→ SOURCE PASSAGE

[Start of section]

Tuesday, February 24, 2009

Soles for Souls

Americans are shoe-crazy: We go through so many that stores import eight pairs for every man, woman and child in the country each year. By comparison, the average in Mexico is three pairs of shoes per person, and an unfortunately large number of people there have none at all.


Finding shoes for the unshod is a task that first electrified Wayne Elsey, founder and CEO of Soles 4 Souls, during the 2004 tsunami, which destroyed villages and lives across Southeast Asia. From his position as an executive in the shoe industry, he coordinated an effort to ship hundreds of thousands of shoes to those who lost their belongings. In 2005, Elsey did the same in New Orleans, Mississippi and Alabama after Hurricane Katrina, and shortly thereafter, in 2006, he founded Soles 4 Souls to transform an ad hoc effort into an institution. All told, the nonprofit has distributed 3.6 million pairs of used and new shoes, donated by average citizens and shoe companies alike, to people in 61 countries.
Taken from greenguide.com Feb. 2009

Sunday, February 15, 2009

Greener TV sets

With the changeover from analog to digital TV signals less than a month away, many of us are looking at TV upgrades to match. Given the choice between an LCD or a plasma, however, it's hard to know which to pick. Both use more energy than older CRTs (cathode ray tubes, the onetime standard for television technology), and both are made with nitrogen trifluoride, a chemical that lingers in the air for up to 550 years and one some climate scientists say has a bigger impact on global warming than the world's largest coal-fired power plants. The most earth-friendly decision you can make is to stick with your old CRT until it bites the dust, but when it's time for a new one, is there a truly greener flat-screen TV?
LCD TVs
What they are: Images are created when electricity passes through liquid crystals, a process that prevents screen burn (a problem with plasmas) and also reduces waste heat. The technology works at any size, allowing for smaller, less energy-consuming TVs. However, LCDs contain a fluorescent bulb, and a blown bulb means the end of the TV. As with all TVs, LCDs have plastic shells treated with brominated flame retardants and wiring that has various toxic heavy metals such as cadmium, chromium, antimony and beryllium.

Health: Brominated flame retardants, which attach to dust and get inhaled or ingested, have been found to trigger learning problems in children and to interfere with certain hormones. The other toxic materials are well enclosed and should pose little risk to users, but they could be released into the air or waterways during manufacture or disposal.

Life span: 60,000 hours

Screen size range: 12 inches and up

Energy Use: .12 to .37 watts per square-inch in full operation (about 106 watts for a 27-inch LCD); .32 to 76.11 watts on standby

Disposal: LCDs have the same disposal issues as plasmas (see next slide).

[End of section]

→ WHAT YOU WILL DO
Reproduce the stretch of the blog posts above from "Health: Brominated flame" through "manufacture or disposal." word for word.

[Saved data entries]
[Start of section]

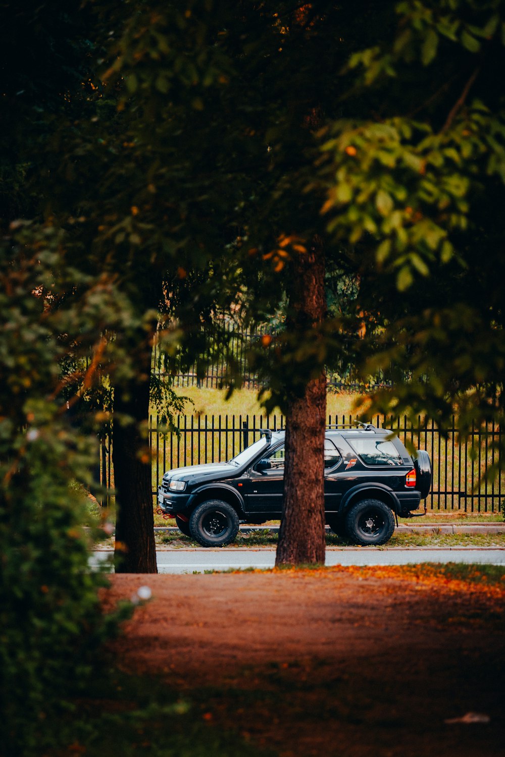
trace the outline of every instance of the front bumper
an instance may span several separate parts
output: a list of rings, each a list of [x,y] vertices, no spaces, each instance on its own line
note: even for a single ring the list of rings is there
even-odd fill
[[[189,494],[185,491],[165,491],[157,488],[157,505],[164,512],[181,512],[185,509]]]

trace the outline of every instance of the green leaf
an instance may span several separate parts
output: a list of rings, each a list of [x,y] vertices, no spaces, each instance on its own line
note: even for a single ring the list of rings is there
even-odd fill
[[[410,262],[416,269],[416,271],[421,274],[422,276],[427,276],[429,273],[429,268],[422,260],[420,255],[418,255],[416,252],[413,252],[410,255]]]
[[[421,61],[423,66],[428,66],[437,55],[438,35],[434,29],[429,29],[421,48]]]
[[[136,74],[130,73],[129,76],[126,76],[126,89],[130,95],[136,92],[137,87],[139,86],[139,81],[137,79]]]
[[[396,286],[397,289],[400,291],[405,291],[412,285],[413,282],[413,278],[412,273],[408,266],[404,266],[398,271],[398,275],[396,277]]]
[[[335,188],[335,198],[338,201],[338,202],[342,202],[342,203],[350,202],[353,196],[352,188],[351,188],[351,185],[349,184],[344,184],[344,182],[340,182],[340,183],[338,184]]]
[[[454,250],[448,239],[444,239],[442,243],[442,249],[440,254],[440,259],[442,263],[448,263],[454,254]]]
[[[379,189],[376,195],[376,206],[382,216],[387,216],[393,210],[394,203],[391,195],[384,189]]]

[End of section]

→ WRITTEN SOLUTION
Health: Brominated flame retardants, which attach to dust and get inhaled or ingested, have been found to trigger learning problems in children and to interfere with certain hormones. The other toxic materials are well enclosed and should pose little risk to users, but they could be released into the air or waterways during manufacture or disposal.